SELECTED EXTRACT
Bahrām Beyzāêi (also spelt Beizāi, Beyzāêi, ; born 26 December 1938) is an Iranian playwright, theatre director, screenwriter, film editor, and ostād ("master") of Persian letters, arts and Iranian studies.

Beyzaie is the son of the poet Ne'matallah Beyzai (best known by his literary pseudonym "Zokā'i"). The celebrated poet Adib Beyzai, known as one of the most profound poets of 20th-century Iran, is Bahram's paternal uncle. Bahram Beyzaie's paternal grandfather, Mirzā Mohammad-Rezā Ārāni ("Ebn Ruh"), and paternal great-grandfather, the mulla Mohammad-Faqih Ārāni ("Ruh'ol-Amin"), were also notable poets.

In spite of his somewhat belated start in cinema, Beyzai is often considered a pioneer of a generation of filmmakers whose works are sometimes described as the Iranian New Wave. His Bashu, the Little Stranger (1986) was voted "Best Iranian Film of all time" in November 1999 by a Persian movie magazine Picture World poll of 150 Iranian critics and professionals. Still, even before the outset of his cinematic career in 1970, he was a leading playwright (as well as theatre historian), so much so that he is often considered the greatest playwright of the Persian language, and holds a reputation as "The Shakespeare of Persia".

Since 2010, Beyzai has lived and taught at Stanford University, United States.

Early years
Beyzaie was born in Tehran, to a poet, anthologist and biographer father and a housewife mother. His father made a living through a legal occupation and was able to attend to his literary interests reasonably.

The young Bahram did not seem very interested in his family legacy, being poetry, which was pursued by his father, uncles and cousins. In high school, the Dar'ol-Fonoun, he wrote two historical plays which went on to become his preferred method of writing.

At the age of 21, he did substantial research on the traditional Persian plays, particularly Ta'zieh, and by 1961 he had already spent a great deal of time studying and researching other ancient Persian and pre-Islamic culture and literature. This in turn led him to studying Eastern theatre and traditional Iranian theatre and arts which would help him formulate a new non-Western identity for Iranian theatre. He also became acquainted with Persian painting.

Career

Playwriting in the 1960s
In 1968, Beyzai was one of the nine founders of the Iranian Writers' Guild, a highly controversial organization in the face of censorship. In 1969, he was invited to teach at the Theater Department of the College of Fine Arts at University of Tehran. He chaired this department from 1972 to 1979. With his readership many prominent authors and artists started teaching at the department and created the most fruitful period in the history of that department.

Beyzaie's groundbreaking A Study on Iranian Theatre (Namayesh dar Iran), published in mid-1960s is still considered the most important text on the history of Iranian theater. Beyzaie is also the first scholar in Iran to publish books on theatre of Japan and theatre of China.

Some of his plays, such as his masterpiece Death of Yazdgerd, have been translated into numerous languages and have been performed around the world. Death of Yazdgerd has been performed in Iran, France, England, India and USA among other countries, and was made into a film of the same name by Beyzai in 1981. Death of Yazdgerd and Kalat Claimed have been translated into English by Manuchehr Anvar.

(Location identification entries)
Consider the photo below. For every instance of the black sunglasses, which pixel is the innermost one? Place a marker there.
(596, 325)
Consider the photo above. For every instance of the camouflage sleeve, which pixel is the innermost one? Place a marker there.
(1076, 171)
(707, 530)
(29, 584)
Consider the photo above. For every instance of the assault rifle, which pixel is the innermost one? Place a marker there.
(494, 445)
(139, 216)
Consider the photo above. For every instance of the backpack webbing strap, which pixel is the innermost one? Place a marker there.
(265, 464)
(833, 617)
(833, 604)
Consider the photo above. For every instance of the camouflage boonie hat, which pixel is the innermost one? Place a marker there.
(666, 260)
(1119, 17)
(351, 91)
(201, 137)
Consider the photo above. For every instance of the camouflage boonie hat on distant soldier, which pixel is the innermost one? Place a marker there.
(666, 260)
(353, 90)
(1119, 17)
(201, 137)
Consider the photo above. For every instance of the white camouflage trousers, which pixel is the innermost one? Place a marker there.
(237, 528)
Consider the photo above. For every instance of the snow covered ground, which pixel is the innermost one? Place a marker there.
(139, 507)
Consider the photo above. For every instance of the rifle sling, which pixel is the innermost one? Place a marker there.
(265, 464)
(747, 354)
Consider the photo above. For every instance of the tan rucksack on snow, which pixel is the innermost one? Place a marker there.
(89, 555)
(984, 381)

TASKS TO COMPLETE
1 - According to the Bahram Beyzaie biography, in what year was he invited to teach at the Theater Department of the College of Fine Arts at University of Tehran?
2 - Name every country that the Bahram Beyzaie biography lists as a place where Death of Yazdgerd has been performed.
3 - Write the next part of the Bahram Beyzaie biography, starting after its final sentence.
The items have no connection to the biography of Bahram Beyzaie.

EXPECTED RESULTS
1 - 1969

2 - Iran, France, England, India, USA

3 -
1970s and the outset of a cinematic career
In 1969, he began his film career by directing the short film Amu Sibilou (Uncle Moustache) followed by "Safar" in 1970. With these films Beyzai is often considered to be a pioneer of the Iranian New Wave, a Persian cinema movement that was started in the late 1960s.

Immediately after, in 1971, he made his first feature film Ragbar (Downpour) which is regarded by critics to this day as one of the most successful Iranian films ever made. The successful film addresses the late Parviz Fannizadeh as its central character and protagonist.

Since then he has produced and directed 8 films including Qaribe va Meh (Stranger and the Fog) (1974), Cherike-ye Tara (Ballad of Tara) (1979), Bashu, the Little Stranger (1986, released in 1989), Shāyad Vaghti digar (Maybe Another Time) (1988) and Mosaferan (Travellers) (1992).

Filmmaking in the 1980s
In 1981, the revolutionary leaders started the Iranian Cultural Revolution, as a result of which Beyzaie among many others was expelled from the university. He continued writing and making films though. His screenplay Ruz-e Vaqe'e (The Fateful Day) was adapted into a film in 1995 and another screenplay was adapted into a film named Fasl-e Panjom (The fifth season) in 1996, whilst he also made four of his finest films. He also edited Ebrahim Hatamikia's Borj-e Minu (Minoo Tower).

1990–present
He married the actress and make-up artist Mozhdeh Shamsai in 1992. After Mosaferan, he failed to get a permit for the production of a number of screenplays. In 1995, he left Iran for Strasbourg at the invitation of the International Parliament of Writers. Soon however he returned and staged The Lady Aoi in Tehran.

In 2001, he made his best-selling film Killing Mad Dogs, after which he managed to stage three plays as well before he left Iran for the United States.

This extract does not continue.